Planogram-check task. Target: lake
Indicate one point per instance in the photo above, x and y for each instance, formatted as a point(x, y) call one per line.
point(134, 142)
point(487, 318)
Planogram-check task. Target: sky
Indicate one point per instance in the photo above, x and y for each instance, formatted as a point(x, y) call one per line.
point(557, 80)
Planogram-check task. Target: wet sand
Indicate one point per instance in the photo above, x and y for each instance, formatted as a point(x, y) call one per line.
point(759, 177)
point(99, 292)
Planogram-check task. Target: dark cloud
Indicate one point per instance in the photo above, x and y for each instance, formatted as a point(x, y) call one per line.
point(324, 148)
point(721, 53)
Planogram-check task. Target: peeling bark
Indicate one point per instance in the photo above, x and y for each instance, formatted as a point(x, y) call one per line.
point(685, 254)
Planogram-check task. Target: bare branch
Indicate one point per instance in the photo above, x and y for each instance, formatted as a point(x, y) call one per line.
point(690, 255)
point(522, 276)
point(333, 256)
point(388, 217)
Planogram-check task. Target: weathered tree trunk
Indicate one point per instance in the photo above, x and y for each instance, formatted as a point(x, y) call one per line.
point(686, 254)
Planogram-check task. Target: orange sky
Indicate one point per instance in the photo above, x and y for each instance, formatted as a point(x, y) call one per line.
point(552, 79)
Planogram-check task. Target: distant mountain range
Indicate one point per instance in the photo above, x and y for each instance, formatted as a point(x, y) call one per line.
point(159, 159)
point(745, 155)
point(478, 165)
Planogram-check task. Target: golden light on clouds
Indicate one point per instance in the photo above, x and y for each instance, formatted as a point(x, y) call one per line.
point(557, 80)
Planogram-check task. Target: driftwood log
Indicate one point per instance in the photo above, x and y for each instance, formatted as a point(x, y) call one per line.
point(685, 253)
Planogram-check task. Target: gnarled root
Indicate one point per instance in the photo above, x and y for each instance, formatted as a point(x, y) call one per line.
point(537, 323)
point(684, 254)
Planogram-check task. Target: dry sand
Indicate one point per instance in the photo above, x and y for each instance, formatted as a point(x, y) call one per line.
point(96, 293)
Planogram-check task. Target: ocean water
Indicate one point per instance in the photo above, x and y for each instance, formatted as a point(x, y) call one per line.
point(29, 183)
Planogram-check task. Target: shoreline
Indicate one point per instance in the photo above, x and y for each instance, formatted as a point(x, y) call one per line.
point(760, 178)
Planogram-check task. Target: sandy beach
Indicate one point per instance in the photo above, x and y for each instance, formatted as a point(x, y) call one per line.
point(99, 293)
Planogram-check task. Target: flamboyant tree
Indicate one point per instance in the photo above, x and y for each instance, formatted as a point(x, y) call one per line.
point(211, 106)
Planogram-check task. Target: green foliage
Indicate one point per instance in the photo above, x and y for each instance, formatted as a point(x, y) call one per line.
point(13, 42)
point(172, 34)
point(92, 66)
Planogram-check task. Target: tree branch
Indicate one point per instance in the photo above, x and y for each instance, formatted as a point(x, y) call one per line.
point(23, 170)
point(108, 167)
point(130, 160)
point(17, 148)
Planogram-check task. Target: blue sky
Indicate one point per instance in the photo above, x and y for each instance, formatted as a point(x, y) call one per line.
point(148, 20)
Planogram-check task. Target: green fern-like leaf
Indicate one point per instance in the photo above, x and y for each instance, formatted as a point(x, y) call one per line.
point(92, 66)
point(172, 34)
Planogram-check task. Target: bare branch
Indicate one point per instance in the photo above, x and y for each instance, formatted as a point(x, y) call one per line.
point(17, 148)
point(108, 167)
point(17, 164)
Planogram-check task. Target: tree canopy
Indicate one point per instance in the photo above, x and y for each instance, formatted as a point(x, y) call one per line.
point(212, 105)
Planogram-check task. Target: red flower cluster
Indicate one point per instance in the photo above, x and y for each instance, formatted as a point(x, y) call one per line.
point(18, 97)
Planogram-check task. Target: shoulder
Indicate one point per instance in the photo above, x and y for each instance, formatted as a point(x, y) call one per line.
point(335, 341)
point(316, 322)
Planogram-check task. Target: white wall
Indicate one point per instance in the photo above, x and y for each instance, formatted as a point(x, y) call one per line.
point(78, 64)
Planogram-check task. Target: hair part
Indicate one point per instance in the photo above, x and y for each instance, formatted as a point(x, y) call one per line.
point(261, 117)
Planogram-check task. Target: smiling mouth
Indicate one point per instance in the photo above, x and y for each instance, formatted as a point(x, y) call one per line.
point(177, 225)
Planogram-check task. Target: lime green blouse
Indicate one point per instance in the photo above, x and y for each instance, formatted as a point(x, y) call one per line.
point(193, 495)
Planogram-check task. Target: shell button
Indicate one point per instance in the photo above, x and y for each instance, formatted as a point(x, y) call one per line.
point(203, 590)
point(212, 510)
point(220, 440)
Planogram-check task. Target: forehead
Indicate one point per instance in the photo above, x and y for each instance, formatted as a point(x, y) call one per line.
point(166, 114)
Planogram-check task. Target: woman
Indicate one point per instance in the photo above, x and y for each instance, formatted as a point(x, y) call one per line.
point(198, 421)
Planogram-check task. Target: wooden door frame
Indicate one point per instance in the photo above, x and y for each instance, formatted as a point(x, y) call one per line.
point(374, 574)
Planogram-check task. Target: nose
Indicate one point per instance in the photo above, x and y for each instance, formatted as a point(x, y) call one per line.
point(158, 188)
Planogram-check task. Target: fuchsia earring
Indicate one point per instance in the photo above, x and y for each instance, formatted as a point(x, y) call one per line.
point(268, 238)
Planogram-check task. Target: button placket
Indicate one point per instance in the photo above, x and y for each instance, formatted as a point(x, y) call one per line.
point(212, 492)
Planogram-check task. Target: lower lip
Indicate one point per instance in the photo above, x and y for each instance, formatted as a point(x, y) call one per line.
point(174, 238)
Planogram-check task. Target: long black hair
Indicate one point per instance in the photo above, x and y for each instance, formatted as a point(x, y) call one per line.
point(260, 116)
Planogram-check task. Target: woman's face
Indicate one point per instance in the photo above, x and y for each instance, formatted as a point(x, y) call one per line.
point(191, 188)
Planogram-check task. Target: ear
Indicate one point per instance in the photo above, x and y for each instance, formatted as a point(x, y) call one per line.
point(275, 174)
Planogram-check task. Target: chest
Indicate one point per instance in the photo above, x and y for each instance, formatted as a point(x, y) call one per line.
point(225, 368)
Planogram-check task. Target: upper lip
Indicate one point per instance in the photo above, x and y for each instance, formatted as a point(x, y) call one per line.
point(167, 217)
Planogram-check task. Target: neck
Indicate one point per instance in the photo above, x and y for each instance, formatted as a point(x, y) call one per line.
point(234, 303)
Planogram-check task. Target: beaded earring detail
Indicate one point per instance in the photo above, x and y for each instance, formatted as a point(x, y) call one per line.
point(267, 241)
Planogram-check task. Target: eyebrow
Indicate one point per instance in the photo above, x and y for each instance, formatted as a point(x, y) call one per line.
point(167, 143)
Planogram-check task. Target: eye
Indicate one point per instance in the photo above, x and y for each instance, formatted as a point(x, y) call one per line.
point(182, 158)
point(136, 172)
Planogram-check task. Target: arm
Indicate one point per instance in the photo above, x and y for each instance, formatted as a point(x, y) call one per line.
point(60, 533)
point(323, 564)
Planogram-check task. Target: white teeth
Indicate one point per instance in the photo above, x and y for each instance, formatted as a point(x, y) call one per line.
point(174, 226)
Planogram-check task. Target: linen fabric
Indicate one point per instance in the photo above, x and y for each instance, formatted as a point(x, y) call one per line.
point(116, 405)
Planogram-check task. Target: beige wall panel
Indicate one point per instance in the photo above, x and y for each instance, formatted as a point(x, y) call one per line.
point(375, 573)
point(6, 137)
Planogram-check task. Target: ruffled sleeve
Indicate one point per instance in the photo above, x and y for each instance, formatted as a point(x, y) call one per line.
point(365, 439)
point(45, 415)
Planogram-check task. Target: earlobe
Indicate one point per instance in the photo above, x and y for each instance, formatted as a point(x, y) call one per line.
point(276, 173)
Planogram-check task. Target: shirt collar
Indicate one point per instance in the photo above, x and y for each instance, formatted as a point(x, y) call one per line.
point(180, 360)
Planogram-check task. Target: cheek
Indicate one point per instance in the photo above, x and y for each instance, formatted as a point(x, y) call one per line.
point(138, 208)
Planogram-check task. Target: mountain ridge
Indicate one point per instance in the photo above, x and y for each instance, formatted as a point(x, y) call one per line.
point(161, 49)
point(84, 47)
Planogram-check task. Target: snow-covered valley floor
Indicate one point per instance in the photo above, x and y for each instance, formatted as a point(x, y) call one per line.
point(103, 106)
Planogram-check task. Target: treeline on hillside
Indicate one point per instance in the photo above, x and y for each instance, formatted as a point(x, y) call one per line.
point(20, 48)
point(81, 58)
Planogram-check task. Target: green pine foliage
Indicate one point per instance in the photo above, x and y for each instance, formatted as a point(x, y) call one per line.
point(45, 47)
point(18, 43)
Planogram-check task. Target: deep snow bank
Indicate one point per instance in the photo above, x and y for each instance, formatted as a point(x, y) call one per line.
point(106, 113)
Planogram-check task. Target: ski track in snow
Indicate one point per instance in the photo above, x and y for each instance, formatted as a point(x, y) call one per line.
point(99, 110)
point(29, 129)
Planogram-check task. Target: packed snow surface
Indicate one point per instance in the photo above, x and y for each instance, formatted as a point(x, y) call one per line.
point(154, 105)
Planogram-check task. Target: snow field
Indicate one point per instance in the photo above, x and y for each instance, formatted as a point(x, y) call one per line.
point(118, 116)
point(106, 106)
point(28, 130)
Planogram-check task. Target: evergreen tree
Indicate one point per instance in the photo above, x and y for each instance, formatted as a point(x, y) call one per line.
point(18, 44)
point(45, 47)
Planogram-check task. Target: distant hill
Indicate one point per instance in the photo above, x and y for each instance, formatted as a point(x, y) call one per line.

-- Exercise --
Put the entries into a JSON list of strings with one string per line, leaving out blank lines. Start at the line containing "Planogram-check task. Target: eyebrow" and end with the line containing "point(103, 106)", including both.

-- Task output --
[
  "Planogram-check task. Target: eyebrow",
  "Indicate one point per instance in the photo above, x and y for each instance, formatted as a point(x, y) call one per line.",
  "point(167, 143)",
  "Planogram-check task. Target: eye",
  "Indicate one point per instance in the photo above, x and y for each instance, formatted as a point(x, y) call one per line.",
  "point(182, 158)",
  "point(136, 172)",
  "Planogram-check task. Target: arm",
  "Indicate one point per instance in the photo above, x and y for each instance, formatted as a point(x, y) call one per line.",
  "point(60, 533)",
  "point(323, 564)",
  "Planogram-check task. Target: white teeth",
  "Indicate one point per instance in the photo above, x and y for each instance, formatted as a point(x, y) call one per line.",
  "point(174, 226)",
  "Planogram-check task. Target: linen fabric",
  "Indicate one point per instance in the photo above, x and y for each instance, formatted as a point(x, y) call one per line.",
  "point(116, 405)",
  "Planogram-check task. Target: beige wall panel",
  "Indicate one point per instance in the photo above, x and y for each instance, formatted as a point(x, y) call one per line.",
  "point(375, 573)",
  "point(6, 137)",
  "Planogram-check task. Target: ruffled sleeve",
  "Indicate one point per instance in the photo above, x and y for each instance, formatted as a point(x, y) call one per line.",
  "point(365, 439)",
  "point(45, 415)",
  "Planogram-check task. Target: earlobe",
  "Indicate one point per instance in the photo above, x and y for each instance, formatted as a point(x, y) call one per line.",
  "point(276, 173)",
  "Planogram-check task. Target: shirt collar",
  "Indicate one point per instance in the photo above, x and y for each instance, formatted as a point(x, y) call one per line.",
  "point(180, 360)",
  "Planogram-check task. Target: cheek",
  "Indicate one point per instance in the photo above, x and y for each instance, formatted as a point(x, y) call one per line.",
  "point(138, 208)",
  "Planogram-check task. Target: mountain ridge",
  "Indicate one point per instance in the photo above, x and y for each instance, formatted as a point(x, y) call one per line.",
  "point(161, 49)",
  "point(84, 47)",
  "Planogram-check task. Target: snow-covered valley floor",
  "Indicate one point per instance in the photo above, x and y for each instance, formatted as a point(x, y) call one per line.",
  "point(103, 106)"
]